Opdracht:
Welke regels uit de records bevatten het woord "stone"? Selecteer ze allemaal en neem ze over, waarbij hoofdletters en kleine letters verschil maken.

Aangeleverde informatie:
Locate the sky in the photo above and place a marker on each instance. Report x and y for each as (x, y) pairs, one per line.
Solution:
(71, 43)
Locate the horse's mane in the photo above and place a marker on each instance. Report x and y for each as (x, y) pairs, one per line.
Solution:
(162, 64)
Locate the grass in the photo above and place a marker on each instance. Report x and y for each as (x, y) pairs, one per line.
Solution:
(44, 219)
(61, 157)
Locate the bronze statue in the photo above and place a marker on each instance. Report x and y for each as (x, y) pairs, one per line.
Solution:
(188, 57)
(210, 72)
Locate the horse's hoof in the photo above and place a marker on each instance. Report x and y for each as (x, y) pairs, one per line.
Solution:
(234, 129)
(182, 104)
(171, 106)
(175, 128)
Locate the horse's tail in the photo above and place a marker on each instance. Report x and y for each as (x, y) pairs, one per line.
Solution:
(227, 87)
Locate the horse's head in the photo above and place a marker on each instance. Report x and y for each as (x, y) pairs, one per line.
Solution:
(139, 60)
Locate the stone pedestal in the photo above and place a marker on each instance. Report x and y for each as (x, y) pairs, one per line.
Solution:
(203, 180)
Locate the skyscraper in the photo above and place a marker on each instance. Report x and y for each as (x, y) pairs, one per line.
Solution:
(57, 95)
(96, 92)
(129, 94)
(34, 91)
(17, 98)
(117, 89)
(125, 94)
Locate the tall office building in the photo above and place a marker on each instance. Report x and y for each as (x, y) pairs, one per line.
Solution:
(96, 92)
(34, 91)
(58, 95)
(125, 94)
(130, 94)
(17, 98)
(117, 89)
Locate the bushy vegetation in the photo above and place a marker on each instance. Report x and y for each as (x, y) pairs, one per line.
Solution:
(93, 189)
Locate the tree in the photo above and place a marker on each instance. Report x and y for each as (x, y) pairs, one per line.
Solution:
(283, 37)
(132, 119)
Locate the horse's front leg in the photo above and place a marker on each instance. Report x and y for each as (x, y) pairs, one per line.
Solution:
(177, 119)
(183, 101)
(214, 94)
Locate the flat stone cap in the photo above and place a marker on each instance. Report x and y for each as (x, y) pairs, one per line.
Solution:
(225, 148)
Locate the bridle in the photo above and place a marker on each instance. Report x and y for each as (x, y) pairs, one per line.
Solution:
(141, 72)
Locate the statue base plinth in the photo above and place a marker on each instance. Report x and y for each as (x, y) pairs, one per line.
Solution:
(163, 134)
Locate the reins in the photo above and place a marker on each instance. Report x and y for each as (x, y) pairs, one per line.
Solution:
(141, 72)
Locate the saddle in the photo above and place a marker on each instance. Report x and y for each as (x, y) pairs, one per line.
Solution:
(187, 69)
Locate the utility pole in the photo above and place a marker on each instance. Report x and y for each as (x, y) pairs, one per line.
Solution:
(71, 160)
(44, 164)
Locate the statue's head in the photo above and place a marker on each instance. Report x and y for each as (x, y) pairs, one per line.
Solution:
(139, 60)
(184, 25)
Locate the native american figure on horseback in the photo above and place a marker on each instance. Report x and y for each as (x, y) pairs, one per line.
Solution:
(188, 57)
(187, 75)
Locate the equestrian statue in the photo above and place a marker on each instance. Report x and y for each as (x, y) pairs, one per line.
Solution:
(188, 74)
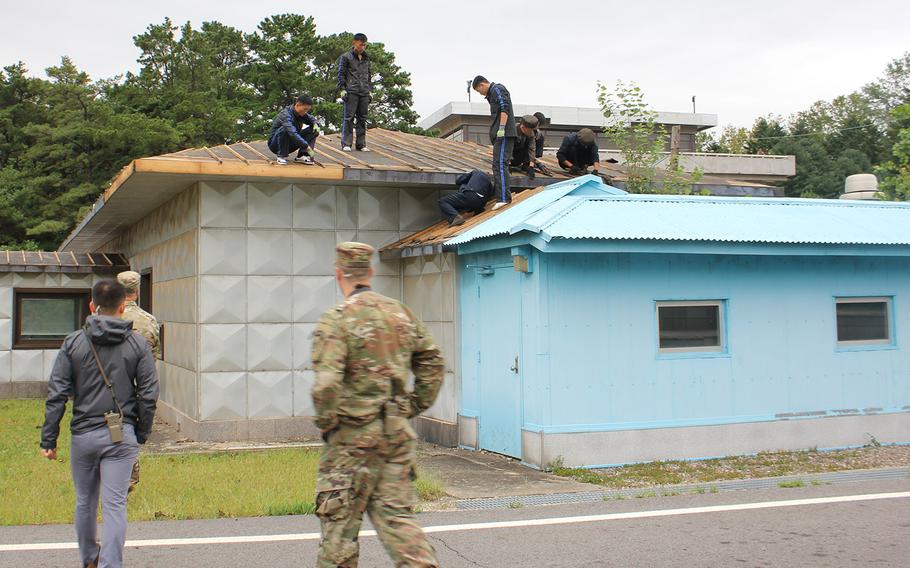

Volledig antwoord:
Locate the stone pedestal in the photo above and place a marker on each instance. Report x and y for each as (x, y) pairs, one per line.
Locate the flat stone cap in the photo above and place a marker on each instance. Report x and y for each as (x, y) pairs, one per line.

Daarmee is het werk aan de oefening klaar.